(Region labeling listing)
(begin)
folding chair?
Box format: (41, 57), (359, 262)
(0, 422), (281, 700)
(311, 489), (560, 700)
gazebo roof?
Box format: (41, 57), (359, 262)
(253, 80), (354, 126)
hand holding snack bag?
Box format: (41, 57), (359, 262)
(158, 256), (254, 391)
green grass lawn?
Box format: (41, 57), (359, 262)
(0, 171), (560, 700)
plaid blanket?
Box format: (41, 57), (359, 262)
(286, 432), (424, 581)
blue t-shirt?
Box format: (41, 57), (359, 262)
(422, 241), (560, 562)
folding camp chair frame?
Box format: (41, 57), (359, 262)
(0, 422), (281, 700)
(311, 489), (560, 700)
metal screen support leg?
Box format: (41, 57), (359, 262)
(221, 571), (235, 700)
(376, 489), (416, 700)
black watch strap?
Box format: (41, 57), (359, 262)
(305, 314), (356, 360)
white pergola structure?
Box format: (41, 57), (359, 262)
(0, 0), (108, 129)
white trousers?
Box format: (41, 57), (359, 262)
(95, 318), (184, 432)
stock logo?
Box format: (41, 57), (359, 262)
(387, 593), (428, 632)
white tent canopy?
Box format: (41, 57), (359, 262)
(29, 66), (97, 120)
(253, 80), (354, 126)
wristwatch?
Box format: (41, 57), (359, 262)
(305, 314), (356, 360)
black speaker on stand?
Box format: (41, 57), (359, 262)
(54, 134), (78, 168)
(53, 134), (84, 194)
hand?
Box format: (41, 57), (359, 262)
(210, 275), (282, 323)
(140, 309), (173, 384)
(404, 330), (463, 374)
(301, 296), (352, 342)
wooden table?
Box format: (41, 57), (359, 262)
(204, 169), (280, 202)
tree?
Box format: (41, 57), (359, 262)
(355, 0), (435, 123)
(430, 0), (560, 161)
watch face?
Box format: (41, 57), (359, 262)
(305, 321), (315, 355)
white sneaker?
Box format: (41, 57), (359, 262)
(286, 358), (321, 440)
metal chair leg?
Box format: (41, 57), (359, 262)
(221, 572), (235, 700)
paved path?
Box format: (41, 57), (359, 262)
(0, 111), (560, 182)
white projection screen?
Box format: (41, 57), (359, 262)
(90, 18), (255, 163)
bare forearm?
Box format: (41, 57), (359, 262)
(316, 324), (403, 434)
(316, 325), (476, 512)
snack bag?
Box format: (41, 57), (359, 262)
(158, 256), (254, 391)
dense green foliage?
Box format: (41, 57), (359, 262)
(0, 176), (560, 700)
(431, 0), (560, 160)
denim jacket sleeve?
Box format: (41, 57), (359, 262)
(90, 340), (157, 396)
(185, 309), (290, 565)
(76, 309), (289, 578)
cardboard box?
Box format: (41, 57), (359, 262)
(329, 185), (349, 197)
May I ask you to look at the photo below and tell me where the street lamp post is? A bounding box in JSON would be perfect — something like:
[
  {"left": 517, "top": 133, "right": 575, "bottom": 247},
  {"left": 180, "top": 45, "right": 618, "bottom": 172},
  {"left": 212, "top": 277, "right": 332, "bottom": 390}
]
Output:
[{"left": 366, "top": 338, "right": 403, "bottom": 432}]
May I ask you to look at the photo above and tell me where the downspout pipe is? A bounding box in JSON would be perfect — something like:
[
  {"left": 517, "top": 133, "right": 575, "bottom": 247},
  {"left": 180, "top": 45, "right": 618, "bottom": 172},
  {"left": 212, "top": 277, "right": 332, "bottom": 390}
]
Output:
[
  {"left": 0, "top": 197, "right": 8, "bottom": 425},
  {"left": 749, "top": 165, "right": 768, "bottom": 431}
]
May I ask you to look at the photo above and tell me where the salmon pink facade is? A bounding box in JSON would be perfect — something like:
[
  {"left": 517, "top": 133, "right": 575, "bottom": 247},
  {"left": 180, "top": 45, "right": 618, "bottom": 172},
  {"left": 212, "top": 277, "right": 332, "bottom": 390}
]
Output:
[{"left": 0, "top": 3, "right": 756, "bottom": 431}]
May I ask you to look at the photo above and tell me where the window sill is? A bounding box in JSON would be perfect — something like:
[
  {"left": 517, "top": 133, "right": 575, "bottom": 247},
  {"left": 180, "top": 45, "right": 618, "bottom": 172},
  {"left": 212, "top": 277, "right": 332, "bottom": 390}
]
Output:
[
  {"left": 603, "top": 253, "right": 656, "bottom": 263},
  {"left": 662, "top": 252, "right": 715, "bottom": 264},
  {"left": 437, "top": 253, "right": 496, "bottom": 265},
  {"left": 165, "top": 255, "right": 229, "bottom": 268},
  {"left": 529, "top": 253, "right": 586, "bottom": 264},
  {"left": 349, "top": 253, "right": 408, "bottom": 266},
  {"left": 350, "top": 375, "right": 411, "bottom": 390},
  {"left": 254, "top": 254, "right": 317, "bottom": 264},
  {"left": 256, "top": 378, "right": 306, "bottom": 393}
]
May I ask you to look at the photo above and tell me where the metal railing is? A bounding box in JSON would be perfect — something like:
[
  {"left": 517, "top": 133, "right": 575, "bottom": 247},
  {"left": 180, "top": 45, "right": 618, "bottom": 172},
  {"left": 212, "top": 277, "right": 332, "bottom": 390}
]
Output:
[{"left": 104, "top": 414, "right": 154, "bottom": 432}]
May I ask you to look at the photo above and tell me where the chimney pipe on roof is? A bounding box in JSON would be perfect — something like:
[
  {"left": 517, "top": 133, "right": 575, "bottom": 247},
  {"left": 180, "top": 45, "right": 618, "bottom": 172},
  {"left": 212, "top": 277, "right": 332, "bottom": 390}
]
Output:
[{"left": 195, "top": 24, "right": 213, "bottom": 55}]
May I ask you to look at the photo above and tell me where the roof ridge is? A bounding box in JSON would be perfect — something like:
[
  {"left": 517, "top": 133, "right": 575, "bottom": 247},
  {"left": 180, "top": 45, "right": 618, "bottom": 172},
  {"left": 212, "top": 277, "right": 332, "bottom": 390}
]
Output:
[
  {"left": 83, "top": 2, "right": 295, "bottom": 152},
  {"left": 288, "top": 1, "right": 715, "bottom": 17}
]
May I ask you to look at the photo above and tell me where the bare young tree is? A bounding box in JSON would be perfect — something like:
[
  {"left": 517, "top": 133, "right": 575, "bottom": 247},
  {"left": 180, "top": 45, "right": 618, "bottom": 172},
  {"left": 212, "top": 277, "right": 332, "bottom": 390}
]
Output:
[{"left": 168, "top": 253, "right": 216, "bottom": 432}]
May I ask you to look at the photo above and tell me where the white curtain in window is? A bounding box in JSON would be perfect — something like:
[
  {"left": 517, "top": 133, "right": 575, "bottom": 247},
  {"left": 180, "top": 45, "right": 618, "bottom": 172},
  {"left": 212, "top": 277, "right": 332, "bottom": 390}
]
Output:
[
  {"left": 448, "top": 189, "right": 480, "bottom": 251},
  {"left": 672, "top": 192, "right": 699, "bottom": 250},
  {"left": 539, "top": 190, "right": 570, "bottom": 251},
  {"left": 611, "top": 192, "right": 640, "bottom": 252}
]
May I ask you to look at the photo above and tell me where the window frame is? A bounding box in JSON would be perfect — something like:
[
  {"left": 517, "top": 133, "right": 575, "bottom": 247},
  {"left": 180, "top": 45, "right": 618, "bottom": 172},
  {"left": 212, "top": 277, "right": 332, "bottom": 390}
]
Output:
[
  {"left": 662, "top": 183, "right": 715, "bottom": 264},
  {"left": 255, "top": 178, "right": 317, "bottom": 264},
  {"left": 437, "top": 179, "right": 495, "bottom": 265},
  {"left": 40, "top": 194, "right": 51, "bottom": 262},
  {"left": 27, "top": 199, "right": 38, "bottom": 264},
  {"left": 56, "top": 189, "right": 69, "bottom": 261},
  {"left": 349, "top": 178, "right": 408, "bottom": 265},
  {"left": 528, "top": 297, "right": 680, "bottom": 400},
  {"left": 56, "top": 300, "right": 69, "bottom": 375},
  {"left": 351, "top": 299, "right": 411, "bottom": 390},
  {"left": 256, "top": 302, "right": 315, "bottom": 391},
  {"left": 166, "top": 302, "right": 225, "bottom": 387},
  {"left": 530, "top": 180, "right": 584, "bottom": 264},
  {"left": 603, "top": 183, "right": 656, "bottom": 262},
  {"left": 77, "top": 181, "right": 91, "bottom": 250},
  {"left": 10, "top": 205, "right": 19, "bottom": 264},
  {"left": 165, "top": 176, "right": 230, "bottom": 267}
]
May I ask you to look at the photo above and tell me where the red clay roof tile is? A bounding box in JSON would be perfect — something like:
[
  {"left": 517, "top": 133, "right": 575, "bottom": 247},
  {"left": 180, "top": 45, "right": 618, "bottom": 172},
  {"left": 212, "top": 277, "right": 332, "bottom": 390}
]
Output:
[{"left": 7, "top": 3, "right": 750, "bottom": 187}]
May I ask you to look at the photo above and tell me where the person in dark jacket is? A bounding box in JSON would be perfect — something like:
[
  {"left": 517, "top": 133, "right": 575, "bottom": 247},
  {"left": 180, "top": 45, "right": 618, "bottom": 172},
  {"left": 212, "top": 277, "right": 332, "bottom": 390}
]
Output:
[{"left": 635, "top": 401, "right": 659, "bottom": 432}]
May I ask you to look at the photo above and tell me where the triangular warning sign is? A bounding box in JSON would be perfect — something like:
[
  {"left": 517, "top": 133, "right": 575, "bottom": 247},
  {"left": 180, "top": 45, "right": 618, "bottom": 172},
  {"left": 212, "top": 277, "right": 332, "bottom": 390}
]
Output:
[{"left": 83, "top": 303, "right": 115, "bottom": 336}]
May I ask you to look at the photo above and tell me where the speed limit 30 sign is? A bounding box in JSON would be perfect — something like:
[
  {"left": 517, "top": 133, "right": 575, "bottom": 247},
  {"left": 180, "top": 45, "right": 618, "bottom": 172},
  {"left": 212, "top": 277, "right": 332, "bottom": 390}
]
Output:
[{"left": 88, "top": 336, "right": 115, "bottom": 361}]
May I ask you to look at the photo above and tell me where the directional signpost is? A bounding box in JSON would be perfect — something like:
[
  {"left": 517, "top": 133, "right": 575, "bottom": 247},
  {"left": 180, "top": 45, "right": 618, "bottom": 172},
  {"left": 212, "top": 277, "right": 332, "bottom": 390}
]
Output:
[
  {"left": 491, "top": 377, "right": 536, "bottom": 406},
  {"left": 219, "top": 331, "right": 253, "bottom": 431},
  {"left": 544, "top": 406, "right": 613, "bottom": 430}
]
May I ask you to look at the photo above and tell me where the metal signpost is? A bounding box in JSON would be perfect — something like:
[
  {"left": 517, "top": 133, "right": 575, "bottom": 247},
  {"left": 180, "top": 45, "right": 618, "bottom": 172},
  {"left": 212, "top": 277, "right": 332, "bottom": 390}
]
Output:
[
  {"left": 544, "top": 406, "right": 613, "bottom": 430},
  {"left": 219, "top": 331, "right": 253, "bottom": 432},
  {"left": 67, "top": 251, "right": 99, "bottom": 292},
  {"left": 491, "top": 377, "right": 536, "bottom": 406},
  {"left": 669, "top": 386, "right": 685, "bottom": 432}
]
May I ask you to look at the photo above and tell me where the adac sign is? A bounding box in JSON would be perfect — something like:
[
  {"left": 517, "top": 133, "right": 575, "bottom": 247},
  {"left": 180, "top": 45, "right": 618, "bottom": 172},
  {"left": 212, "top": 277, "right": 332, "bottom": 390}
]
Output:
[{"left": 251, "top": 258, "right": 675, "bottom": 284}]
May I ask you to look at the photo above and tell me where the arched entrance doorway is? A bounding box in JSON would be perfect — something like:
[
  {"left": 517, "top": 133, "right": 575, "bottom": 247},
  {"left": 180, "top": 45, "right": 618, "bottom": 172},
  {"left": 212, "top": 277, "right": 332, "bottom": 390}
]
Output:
(end)
### Job
Copy out the lines of the listing above starting at the one containing "blue t-shirt?" and ending at the one containing "(301, 296), (352, 342)", keeping the requests in place. Shift every coordinate in the answer boxes by -12, and leave the "Box format" sample coordinates unchanged.

### Answer for this exercise
blue t-shirt?
Box format: (41, 57), (359, 262)
(410, 229), (548, 550)
folding camp chair frame?
Box format: (41, 57), (359, 262)
(-12, 410), (269, 688)
(299, 477), (548, 688)
metal screen support leg?
Box format: (41, 57), (359, 262)
(209, 559), (223, 688)
(364, 477), (404, 688)
black watch strap?
Box format: (41, 57), (359, 262)
(293, 302), (344, 348)
white pergola structure?
Box format: (41, 57), (359, 262)
(-12, -12), (96, 117)
white trousers?
Box format: (41, 57), (359, 262)
(83, 306), (172, 420)
stock logo?
Box format: (41, 57), (359, 262)
(375, 581), (416, 620)
white tent canopy?
Box format: (41, 57), (359, 262)
(17, 54), (85, 108)
(241, 68), (342, 114)
wristwatch?
Box format: (41, 57), (359, 262)
(293, 302), (344, 348)
black speaker on stand?
Box format: (41, 57), (359, 262)
(42, 122), (66, 156)
(41, 122), (72, 182)
hand?
Box format: (41, 57), (359, 262)
(198, 263), (270, 311)
(128, 297), (161, 372)
(392, 318), (451, 362)
(289, 284), (340, 330)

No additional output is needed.